## start

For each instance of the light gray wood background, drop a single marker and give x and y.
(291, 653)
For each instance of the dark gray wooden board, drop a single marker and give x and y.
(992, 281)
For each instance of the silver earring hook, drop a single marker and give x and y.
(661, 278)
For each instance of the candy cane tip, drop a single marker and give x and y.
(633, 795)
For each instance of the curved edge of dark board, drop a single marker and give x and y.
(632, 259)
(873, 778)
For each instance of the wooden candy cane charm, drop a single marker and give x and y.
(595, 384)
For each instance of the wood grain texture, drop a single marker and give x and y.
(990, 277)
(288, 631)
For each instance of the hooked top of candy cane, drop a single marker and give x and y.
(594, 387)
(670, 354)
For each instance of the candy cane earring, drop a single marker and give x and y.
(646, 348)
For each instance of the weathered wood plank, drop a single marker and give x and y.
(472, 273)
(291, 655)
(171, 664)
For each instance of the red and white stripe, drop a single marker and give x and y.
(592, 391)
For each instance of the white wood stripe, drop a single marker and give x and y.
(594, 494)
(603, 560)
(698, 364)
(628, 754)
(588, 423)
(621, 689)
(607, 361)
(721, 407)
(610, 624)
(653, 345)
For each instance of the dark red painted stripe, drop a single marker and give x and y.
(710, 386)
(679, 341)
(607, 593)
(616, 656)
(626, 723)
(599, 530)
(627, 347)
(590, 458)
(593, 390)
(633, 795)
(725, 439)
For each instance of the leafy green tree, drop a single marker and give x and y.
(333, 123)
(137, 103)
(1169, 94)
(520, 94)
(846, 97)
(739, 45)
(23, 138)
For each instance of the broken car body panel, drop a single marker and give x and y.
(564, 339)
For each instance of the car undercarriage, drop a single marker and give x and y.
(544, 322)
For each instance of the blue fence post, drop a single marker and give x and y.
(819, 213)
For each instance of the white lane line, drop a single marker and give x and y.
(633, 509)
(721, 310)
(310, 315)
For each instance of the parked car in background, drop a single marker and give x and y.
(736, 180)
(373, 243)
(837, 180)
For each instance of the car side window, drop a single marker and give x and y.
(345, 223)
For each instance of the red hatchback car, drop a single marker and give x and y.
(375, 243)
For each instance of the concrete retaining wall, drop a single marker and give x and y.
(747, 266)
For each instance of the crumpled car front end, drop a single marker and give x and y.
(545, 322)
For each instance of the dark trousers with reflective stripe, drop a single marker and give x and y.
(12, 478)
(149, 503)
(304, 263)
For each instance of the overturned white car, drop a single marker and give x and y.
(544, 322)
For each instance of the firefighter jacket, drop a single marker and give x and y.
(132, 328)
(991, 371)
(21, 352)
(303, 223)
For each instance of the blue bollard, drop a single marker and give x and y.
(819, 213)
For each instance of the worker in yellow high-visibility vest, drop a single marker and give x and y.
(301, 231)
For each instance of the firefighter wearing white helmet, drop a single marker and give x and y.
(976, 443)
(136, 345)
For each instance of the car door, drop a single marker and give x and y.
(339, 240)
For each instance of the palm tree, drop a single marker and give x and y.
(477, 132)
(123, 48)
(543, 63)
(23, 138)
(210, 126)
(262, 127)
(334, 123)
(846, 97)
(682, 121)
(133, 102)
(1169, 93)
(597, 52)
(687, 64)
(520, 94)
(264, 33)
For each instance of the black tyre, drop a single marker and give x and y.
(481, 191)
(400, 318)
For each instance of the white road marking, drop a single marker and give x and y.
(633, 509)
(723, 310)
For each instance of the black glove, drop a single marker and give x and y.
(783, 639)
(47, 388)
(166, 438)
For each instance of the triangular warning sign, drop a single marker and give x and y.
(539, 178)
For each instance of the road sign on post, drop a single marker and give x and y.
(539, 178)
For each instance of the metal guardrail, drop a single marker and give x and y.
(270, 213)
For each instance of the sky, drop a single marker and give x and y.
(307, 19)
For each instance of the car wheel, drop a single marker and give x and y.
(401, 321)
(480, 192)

## end

SHORT EXERCISE:
The lines to reproduce run from the one that contains "For each instance of the black glove, drop" through the last line above; copy them exactly.

FINAL RESULT:
For each instance of the black glove, drop a single marker and give x and y.
(783, 639)
(47, 388)
(166, 438)
For each instance of the triangular warning sign, drop a single marker and give x and y.
(539, 178)
For each instance of the road sign on post, drop a single marker and give x and y.
(539, 178)
For each instance of the metal guardrail, drop a single marker and give x and y.
(270, 213)
For each instance of the sky, drop a single marker and give x and y.
(307, 19)
For each instance of the car wheel, drop a single marker and give x and y.
(401, 321)
(480, 192)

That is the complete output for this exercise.